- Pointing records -
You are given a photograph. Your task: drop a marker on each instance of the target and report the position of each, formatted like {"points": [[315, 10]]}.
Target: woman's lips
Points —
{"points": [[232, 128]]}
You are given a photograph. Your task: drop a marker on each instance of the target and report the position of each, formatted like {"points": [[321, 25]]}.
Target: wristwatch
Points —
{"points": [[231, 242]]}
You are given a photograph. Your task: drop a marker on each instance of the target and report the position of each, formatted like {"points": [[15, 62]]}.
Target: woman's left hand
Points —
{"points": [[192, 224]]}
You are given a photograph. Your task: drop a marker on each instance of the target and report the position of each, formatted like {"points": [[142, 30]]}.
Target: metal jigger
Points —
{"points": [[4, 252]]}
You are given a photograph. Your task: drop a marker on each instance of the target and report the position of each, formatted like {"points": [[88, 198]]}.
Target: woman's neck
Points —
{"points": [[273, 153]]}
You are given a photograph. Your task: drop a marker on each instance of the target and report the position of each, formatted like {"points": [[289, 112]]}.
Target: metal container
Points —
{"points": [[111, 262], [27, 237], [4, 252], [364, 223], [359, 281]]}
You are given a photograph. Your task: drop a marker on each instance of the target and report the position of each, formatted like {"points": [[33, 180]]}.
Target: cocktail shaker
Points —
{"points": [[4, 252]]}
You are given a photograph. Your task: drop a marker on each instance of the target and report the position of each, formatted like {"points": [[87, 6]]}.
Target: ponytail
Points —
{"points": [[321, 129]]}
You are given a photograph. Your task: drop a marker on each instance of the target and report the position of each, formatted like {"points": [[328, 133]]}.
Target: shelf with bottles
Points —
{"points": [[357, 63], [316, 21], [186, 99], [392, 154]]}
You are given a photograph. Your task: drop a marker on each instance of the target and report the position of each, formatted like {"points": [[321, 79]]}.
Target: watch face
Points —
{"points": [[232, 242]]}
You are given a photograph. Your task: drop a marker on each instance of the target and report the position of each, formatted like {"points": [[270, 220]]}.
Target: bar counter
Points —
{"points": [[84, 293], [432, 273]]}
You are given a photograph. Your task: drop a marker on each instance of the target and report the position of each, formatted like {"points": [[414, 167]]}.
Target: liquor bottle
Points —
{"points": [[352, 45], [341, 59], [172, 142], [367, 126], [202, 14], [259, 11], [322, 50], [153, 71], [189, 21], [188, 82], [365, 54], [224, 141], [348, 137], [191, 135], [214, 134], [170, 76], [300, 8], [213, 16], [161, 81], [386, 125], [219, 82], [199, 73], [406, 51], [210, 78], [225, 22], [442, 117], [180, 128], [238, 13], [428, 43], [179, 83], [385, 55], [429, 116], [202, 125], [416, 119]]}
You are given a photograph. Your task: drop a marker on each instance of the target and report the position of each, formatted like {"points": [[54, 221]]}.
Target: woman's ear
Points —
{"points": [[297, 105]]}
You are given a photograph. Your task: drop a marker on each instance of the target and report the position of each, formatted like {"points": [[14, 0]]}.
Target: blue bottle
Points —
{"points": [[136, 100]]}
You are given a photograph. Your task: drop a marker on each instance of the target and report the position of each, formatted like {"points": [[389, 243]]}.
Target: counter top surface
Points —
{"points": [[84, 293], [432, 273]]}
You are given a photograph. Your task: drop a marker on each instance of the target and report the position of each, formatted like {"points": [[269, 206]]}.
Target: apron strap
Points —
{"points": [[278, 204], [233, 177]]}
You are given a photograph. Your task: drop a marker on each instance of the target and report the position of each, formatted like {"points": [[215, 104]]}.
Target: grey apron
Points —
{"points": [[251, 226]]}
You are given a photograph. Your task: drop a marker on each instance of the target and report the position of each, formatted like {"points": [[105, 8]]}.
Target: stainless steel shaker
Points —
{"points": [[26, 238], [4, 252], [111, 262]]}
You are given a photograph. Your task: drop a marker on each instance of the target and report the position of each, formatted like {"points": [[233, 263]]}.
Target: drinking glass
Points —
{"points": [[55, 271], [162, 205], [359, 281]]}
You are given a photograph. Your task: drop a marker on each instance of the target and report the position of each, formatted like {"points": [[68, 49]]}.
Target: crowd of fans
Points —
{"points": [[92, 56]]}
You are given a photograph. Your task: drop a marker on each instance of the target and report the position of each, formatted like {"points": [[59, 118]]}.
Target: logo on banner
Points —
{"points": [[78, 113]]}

- PROBLEM DETAILS -
Show the data once more, exactly as it was written.

- RESPONSE TO THIS EXERCISE -
You are given a photograph. Your task: drop a marker on each instance of the target and report the position of each, formatted like {"points": [[315, 10]]}.
Target: woman's lips
Points —
{"points": [[232, 128]]}
You are given a photograph. Your task: drop a marker on each instance of the target and report the position of each, formatted like {"points": [[321, 25]]}.
Target: wristwatch
Points —
{"points": [[231, 242]]}
You are given a photograph. Your task: drop a marker on each instance of the target and report the position of each, formatted like {"points": [[15, 62]]}.
Target: woman's left hand
Points —
{"points": [[192, 224]]}
You are given a photograph. Your task: drop a marker on each instance of the target and report the position of each, formatted like {"points": [[142, 30]]}.
Target: metal jigger
Points —
{"points": [[4, 252]]}
You are given a photograph. Your task: drop a marker on each instance of the target and report the position of each, formatted like {"points": [[88, 198]]}.
Target: woman's neck
Points —
{"points": [[273, 153]]}
You are given a photograph. Your task: drop a marker on each instance of the target and report the position of each, formatted like {"points": [[289, 112]]}.
Target: metal container
Points —
{"points": [[111, 262], [27, 237], [4, 252], [364, 223], [359, 281]]}
You are given a photograph. Your task: drop a marker on each instance of the target and report the position of each, formatted like {"points": [[33, 180]]}.
Target: cocktail shaker
Points —
{"points": [[4, 252]]}
You are given a photograph. Your task: drop a marker on each instance of the target and report the position of each, formatted like {"points": [[87, 6]]}.
Target: ponytail
Points —
{"points": [[321, 129]]}
You are given a photograph. Your task: drop a marker on each instance of the target and report the position of each, formatted like {"points": [[328, 133]]}.
Target: shelf with bottles
Points —
{"points": [[357, 63], [316, 21], [186, 99], [392, 154]]}
You are given a photograph. Your task: drop a marker on each instance of the target and report the position of each, formatted like {"points": [[321, 79]]}.
Target: watch face
Points —
{"points": [[232, 242]]}
You are given a photograph. Your task: drop a marker on each instance of the target and report the position of each, formatted like {"points": [[270, 220]]}.
Target: bar counter
Points —
{"points": [[84, 293], [432, 273]]}
You are given a photograph. Your task: drop a marker on each instance of the target and report the position of each, formatted like {"points": [[414, 167]]}.
Target: liquor bottle
Points —
{"points": [[352, 45], [341, 59], [172, 142], [367, 126], [202, 14], [259, 11], [322, 50], [153, 71], [189, 21], [188, 82], [365, 54], [224, 141], [348, 137], [191, 135], [214, 134], [170, 76], [300, 8], [213, 16], [161, 81], [386, 125], [219, 82], [199, 73], [406, 51], [210, 78], [225, 22], [442, 117], [180, 128], [238, 13], [428, 43], [179, 83], [385, 55], [429, 116], [202, 125], [416, 119]]}
You are given a photograph. Your task: drop a marker on each instance of the target and report the position of each, formatted like {"points": [[54, 221]]}.
Target: woman's ear
Points —
{"points": [[297, 105]]}
You are given a photograph. Your task: drop a marker on each instance of the target and report the position of each, formatted like {"points": [[14, 0]]}.
Target: blue bottle
Points —
{"points": [[136, 100]]}
You are given a photograph. Your task: drop a marker on each instance of the target and report the position of each, formatted like {"points": [[389, 243]]}.
Target: counter top surface
Points —
{"points": [[84, 293], [432, 273]]}
You are given a photograph. Your task: drop a marker on each instance of the target and report the position of each, formatted like {"points": [[269, 206]]}.
Target: apron strap
Points —
{"points": [[278, 204], [233, 177]]}
You are given a photograph. Your task: drop a marker on each instance of the target and report the position of each, formatted like {"points": [[215, 104]]}.
Target: grey apron
Points —
{"points": [[251, 226]]}
You are given a photograph. Your task: drop a marker on each instance of the target and report the position of each, formatted like {"points": [[105, 8]]}.
Target: stainless steel shaker
Points —
{"points": [[26, 238], [4, 252], [111, 262]]}
You are given a photograph. Your task: drop a marker on each instance of the target and report the position of each, formatted like {"points": [[233, 263]]}.
Target: drinking glass
Points —
{"points": [[55, 271], [162, 205], [359, 281]]}
You are given a photograph. Your task: drop a marker on each instance of the target and report the position of each, formatted like {"points": [[68, 49]]}.
Target: crowd of fans
Points —
{"points": [[92, 56]]}
You are given a photograph. Your task: drop a marker on each instance of the target and report the position of each, formatted like {"points": [[59, 118]]}.
Target: logo on banner
Points —
{"points": [[78, 113]]}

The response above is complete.